===== Extracted entries
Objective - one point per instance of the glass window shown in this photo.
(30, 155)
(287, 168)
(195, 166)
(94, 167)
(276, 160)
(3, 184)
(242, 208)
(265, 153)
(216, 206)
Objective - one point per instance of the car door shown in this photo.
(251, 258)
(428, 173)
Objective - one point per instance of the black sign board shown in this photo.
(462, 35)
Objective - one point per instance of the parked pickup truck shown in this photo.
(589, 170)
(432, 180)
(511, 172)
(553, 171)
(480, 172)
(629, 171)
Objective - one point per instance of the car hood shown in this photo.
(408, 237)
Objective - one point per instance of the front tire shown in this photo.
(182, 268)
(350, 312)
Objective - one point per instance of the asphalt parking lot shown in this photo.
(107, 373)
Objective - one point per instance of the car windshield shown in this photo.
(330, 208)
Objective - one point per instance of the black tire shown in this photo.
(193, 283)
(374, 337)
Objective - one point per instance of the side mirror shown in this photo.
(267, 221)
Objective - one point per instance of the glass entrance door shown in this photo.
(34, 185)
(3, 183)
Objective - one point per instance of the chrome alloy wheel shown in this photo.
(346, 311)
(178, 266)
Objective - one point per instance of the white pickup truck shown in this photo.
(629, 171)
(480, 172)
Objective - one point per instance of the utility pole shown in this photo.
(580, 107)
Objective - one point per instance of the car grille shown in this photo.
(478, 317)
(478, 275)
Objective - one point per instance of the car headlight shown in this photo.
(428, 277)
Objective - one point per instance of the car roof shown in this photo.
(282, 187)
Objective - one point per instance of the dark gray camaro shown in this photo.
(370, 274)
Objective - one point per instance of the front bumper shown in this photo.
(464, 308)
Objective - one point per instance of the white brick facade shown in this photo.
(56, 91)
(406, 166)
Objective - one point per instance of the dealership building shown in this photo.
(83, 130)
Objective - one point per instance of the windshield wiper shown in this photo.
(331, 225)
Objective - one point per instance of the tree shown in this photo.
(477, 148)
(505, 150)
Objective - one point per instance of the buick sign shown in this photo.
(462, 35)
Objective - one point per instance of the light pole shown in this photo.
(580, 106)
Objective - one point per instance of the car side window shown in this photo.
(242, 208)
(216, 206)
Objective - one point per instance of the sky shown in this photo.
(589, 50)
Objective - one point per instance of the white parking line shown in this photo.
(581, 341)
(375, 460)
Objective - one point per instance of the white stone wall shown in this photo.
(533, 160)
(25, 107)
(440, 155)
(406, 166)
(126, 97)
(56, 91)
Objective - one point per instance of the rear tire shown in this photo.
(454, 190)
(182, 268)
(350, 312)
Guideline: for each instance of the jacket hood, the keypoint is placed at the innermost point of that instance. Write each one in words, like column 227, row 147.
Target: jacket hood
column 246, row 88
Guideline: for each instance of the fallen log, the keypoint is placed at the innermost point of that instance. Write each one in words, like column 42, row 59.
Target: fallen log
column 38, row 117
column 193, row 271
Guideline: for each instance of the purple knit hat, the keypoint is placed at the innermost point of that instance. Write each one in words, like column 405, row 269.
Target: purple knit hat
==========
[Exercise directions]
Quote the material exactly, leaving nothing out.

[Solution for this problem]
Objective - one point per instance of the glass window shown in this photo.
(30, 155)
(287, 168)
(195, 166)
(94, 167)
(276, 160)
(3, 184)
(242, 208)
(265, 153)
(216, 206)
Objective - one point per instance of the car door shown in this photo.
(251, 258)
(428, 173)
Objective - one point per instance of the black sign board shown in this photo.
(462, 35)
Objective - one point per instance of the parked pickup truck shown in this photo.
(589, 170)
(432, 180)
(511, 172)
(553, 171)
(480, 172)
(629, 171)
Objective - one point per instance of the car hood shown in this photo.
(408, 237)
Objective - one point per instance of the front tire shown in this photo.
(182, 268)
(350, 312)
Objective - one point per instance of the asphalt parking lot shown in this photo.
(107, 373)
Objective - one point per instance of the car windshield shown in this photo.
(330, 208)
Objective - one point per instance of the black tire shown in this photo.
(193, 283)
(374, 337)
Objective - one point per instance of the side mirror shown in this photo.
(267, 221)
Objective - one point per instance of the glass entrance door shown in this photo.
(34, 185)
(3, 183)
Objective - one point per instance of the chrome alloy wheel shown in this photo.
(346, 311)
(178, 266)
Objective - one point per instance of the white pickup truck shown in this photo.
(629, 171)
(480, 172)
Objective - one point per instance of the utility pole shown in this photo.
(580, 107)
Objective - one point per instance of the car grille shown in this photo.
(478, 317)
(478, 275)
Objective - one point per instance of the car headlight shown in this photo.
(428, 277)
Objective - one point per instance of the car roof shown in this photo.
(282, 187)
Objective - one point per instance of the dark gray camaro shown in this photo.
(370, 274)
Objective - one point per instance of the front bumper shown in this photo.
(464, 308)
Objective - one point per instance of the white brick facade shown in this photo.
(56, 91)
(406, 166)
Objective - one point per instance of the dealership building shown in this photo.
(83, 130)
Objective - one point per instance of the windshield wiper shown in this photo.
(331, 225)
Objective - one point per instance of the tree shown in this photo.
(477, 148)
(505, 150)
Objective - one point per instance of the buick sign shown in this photo.
(462, 35)
Objective - one point per instance of the light pole shown in this photo.
(580, 106)
Objective - one point per instance of the car side window shown in this photo.
(242, 208)
(216, 206)
Objective - one point per instance of the sky shown in this photo.
(589, 50)
Objective - one point per instance of the white parking line shown in this photo.
(581, 341)
(375, 460)
Objective - one point per instance of the white stone wall shown in this photo.
(533, 160)
(25, 107)
(440, 155)
(406, 166)
(126, 97)
(56, 91)
Objective - one point per instance of the rear tire shown in this photo.
(454, 190)
(182, 268)
(350, 312)
Guideline: for each instance of the jacket hood, the keypoint is placed at the innermost point of that instance. Write each one in words, like column 227, row 147.
Target: jacket hood
column 246, row 88
Guideline: for each instance of the fallen log, the keypoint is placed at the innermost point of that instance. Write each one in words, like column 42, row 59.
Target: fallen log
column 38, row 117
column 193, row 271
Guideline: for each instance of the purple knit hat, the keypoint is placed at the innermost point of that instance. Write each one in words, like column 405, row 269.
Target: purple knit hat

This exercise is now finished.